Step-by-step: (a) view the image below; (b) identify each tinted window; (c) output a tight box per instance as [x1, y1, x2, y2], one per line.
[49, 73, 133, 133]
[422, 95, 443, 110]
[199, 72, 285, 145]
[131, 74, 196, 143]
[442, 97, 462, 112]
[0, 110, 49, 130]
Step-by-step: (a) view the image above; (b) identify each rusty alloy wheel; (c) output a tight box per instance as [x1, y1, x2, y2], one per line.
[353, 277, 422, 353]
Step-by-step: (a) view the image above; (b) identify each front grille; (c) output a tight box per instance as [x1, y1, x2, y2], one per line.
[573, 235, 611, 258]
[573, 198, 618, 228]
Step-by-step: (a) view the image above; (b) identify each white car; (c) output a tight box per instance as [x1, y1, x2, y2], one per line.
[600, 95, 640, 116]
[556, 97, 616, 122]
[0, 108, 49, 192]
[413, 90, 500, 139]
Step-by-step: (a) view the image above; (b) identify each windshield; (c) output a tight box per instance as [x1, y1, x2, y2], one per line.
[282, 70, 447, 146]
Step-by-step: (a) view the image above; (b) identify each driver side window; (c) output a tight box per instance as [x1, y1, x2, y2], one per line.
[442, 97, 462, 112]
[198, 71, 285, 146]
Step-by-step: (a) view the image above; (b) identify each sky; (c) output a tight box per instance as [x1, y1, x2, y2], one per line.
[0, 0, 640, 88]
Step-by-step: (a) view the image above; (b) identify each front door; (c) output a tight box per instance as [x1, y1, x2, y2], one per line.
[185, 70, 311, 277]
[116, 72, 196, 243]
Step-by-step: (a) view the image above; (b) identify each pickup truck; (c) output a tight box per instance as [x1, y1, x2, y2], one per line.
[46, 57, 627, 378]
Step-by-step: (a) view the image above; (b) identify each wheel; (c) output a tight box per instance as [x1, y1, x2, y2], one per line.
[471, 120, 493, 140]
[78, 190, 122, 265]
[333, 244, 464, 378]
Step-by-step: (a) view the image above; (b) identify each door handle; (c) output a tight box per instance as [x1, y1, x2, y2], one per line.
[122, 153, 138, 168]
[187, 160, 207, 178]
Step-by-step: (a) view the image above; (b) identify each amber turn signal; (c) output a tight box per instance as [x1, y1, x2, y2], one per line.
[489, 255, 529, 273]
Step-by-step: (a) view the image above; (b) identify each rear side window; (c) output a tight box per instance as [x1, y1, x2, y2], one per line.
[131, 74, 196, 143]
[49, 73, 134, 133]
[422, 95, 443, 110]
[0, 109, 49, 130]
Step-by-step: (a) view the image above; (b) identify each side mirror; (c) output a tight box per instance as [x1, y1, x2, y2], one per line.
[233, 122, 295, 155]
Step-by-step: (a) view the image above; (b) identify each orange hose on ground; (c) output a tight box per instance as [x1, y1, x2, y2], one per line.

**WHAT IS NEEDED:** Reproduce all of the items above word for word, each on its own line.

**SOLUTION:**
Step-by-step: (a) view the image below; (b) identify each tinted window; (c) output a tight box per instance as [x1, y1, x2, y2], one per line.
[49, 73, 133, 133]
[422, 95, 443, 110]
[199, 72, 285, 145]
[131, 74, 196, 143]
[442, 97, 462, 112]
[0, 110, 49, 130]
Step-by-step: (a) view the image above; (b) identify each rusty alloy wheel; (c) output a tight box per instance as [x1, y1, x2, y2], one per line.
[353, 277, 422, 353]
Step-by-step: (a) view the image above; (b) identify each front grille; (c) output a tight box per instance as [x1, y1, x2, y2], one per line.
[573, 235, 611, 258]
[573, 198, 618, 228]
Step-by-step: (a) view the image above; (b) identify each white car; (c) output a tight box per instance as [x1, y1, x2, y2], one per line.
[600, 95, 640, 116]
[556, 97, 616, 122]
[0, 108, 49, 192]
[413, 90, 500, 139]
Step-by-step: (a) view the image above; (b) identify each windshield; (c) output a tight box per instance as [x1, y1, x2, y2], one per line.
[282, 70, 447, 146]
Step-by-step: (a) view the image above; (b) identify each driver side window; (c) output a tight box per instance as [x1, y1, x2, y2], one per line.
[442, 97, 462, 112]
[198, 71, 285, 146]
Step-by-step: (a) view the image above; (b) identify each sky; (c) output a tight box per instance as [x1, y1, x2, y2], one per line.
[0, 0, 640, 88]
Step-by-step: (a) view the image above; (b) identify each front door; (c) output a tight box per instance as [x1, y1, x2, y2], one per line.
[185, 70, 311, 277]
[116, 72, 196, 243]
Step-by-step: (a) view the image above; (b) identify each pickup truck; (c) output a tight box per instance as [x1, y1, x2, y2], one per line.
[46, 57, 627, 378]
Step-by-step: (a) view the image above; (b) identify each wheel; (c) output a tight box per instance as [x1, y1, x2, y2], one per line.
[471, 120, 493, 140]
[78, 190, 122, 265]
[333, 244, 464, 378]
Step-by-step: (a) view the image above; (b) identify each door handle; (c) output a tight box per instance as [x1, y1, x2, y2], one per line.
[122, 153, 138, 168]
[187, 160, 207, 178]
Step-by-step: (a) view the image above; (b) identify each amber turn signal; (c) output a tight box per instance as [x1, y1, x2, y2], one per line.
[489, 255, 529, 273]
Step-by-step: (a) view the image above; (b) identify each rear side window; (c) output a tight box per instance as [x1, y1, x2, y2], one per line.
[131, 74, 196, 143]
[49, 73, 134, 133]
[422, 95, 443, 110]
[0, 109, 49, 130]
Step-by-step: (a) view the image above; (b) identify each side mirror; (c) output a tight box per instance as [x1, y1, x2, y2], one per line.
[233, 122, 295, 155]
Step-by-step: (a) view the image above; (b) identify each orange hose on ground; (c) output a tight box per instance as [x1, y1, x2, y2], one per line.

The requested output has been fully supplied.